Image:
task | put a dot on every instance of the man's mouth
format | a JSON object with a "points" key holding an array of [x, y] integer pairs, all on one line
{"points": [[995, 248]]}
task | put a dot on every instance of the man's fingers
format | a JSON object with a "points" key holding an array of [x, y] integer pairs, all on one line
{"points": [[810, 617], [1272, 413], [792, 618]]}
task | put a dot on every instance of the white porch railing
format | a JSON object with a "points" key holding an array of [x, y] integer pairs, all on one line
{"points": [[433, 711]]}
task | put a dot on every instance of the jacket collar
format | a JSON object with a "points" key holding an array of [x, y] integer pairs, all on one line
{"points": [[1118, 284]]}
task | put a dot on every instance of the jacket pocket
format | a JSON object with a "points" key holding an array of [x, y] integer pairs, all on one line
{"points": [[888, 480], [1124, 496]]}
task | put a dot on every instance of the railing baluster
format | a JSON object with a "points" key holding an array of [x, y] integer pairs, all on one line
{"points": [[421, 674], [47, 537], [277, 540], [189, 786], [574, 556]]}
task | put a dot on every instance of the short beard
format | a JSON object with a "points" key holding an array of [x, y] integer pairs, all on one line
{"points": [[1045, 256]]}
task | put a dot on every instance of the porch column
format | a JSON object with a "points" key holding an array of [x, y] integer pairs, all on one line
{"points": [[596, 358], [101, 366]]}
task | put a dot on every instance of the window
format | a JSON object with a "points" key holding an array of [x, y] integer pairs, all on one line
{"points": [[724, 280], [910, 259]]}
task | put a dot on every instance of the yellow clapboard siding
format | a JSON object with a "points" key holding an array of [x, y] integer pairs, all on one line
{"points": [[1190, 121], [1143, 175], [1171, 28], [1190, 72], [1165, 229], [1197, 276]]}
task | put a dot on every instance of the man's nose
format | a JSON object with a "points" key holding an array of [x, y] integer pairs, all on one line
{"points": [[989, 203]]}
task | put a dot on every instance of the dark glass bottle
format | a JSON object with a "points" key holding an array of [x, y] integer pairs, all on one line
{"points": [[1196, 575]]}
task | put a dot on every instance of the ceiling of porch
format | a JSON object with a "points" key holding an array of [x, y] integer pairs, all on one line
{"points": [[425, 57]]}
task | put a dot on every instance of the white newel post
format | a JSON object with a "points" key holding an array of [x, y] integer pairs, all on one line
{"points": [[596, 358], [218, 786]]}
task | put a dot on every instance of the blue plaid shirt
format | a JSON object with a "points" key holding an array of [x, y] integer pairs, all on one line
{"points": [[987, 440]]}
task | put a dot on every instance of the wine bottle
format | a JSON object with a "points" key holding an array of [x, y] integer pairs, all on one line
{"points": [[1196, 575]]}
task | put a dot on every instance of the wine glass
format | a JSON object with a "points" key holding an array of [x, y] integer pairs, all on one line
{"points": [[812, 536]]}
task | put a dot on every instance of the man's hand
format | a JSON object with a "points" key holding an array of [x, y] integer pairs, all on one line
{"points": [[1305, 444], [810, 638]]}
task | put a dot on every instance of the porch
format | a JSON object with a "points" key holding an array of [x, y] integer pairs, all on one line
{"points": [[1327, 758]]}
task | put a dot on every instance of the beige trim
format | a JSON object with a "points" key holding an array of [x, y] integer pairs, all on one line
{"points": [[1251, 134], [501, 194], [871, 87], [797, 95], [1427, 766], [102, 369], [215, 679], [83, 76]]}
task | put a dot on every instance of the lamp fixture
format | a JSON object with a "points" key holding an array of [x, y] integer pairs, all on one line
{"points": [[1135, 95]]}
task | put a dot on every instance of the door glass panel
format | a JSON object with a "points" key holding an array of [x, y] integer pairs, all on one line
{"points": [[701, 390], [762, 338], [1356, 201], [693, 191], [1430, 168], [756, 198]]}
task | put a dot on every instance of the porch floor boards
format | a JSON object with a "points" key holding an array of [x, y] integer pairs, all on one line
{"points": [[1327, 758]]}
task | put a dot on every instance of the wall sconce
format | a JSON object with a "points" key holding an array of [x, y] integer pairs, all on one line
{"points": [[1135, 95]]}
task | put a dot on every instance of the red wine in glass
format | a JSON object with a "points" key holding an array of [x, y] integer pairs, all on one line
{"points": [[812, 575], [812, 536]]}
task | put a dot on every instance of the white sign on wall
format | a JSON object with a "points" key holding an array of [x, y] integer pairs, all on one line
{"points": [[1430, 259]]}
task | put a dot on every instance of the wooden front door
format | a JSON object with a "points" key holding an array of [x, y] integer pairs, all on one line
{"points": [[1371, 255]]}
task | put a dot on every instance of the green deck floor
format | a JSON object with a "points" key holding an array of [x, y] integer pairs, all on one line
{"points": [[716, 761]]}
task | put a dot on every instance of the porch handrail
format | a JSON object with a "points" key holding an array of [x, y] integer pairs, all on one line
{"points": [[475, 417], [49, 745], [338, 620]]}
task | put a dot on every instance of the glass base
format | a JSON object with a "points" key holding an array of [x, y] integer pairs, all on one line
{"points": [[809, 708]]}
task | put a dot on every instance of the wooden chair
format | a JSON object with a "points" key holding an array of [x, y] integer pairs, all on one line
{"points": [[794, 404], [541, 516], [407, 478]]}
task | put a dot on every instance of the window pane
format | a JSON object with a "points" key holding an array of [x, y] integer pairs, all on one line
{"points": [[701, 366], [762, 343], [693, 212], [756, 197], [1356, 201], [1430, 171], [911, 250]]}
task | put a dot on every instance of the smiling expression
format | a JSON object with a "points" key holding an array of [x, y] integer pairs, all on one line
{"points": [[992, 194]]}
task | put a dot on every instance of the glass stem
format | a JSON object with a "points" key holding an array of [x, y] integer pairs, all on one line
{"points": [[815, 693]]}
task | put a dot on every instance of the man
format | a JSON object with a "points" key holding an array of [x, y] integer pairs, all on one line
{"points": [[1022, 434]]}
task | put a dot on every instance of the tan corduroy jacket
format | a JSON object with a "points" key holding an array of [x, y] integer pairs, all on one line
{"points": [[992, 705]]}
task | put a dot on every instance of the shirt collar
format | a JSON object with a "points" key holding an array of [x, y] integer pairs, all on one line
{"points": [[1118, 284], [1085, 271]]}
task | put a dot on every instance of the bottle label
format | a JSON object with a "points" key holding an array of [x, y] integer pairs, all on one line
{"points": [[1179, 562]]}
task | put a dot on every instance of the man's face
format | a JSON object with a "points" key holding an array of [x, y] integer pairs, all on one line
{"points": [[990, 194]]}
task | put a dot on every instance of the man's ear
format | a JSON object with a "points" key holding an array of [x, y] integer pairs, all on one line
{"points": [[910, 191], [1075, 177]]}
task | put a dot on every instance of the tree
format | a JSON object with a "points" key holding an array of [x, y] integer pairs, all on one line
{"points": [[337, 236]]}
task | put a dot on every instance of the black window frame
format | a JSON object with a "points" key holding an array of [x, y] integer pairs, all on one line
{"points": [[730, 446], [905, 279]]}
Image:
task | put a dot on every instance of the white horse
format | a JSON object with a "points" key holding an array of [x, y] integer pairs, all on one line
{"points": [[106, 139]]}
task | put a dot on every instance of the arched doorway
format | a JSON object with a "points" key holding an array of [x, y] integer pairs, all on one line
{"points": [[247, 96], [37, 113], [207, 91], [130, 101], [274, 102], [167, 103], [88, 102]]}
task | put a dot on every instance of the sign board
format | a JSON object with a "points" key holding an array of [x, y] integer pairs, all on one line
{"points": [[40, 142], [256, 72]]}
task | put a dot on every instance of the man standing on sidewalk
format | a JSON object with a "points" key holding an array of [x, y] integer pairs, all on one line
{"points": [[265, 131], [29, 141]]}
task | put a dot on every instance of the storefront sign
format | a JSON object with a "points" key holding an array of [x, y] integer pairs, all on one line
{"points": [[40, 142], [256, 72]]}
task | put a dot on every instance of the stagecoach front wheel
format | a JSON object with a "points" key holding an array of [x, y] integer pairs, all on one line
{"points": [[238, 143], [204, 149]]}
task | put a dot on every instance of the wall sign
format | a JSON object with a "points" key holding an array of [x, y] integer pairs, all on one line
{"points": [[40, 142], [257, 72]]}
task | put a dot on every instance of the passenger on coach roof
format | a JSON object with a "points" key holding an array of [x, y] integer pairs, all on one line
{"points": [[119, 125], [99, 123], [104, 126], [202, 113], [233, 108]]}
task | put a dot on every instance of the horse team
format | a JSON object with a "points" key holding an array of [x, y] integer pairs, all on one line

◇ ◇ ◇ ◇ ◇ ◇ ◇

• [Exercise prompt] Give the number of lines in the listing above that hold the string "wall", with nothing else.

• [Answer area] 3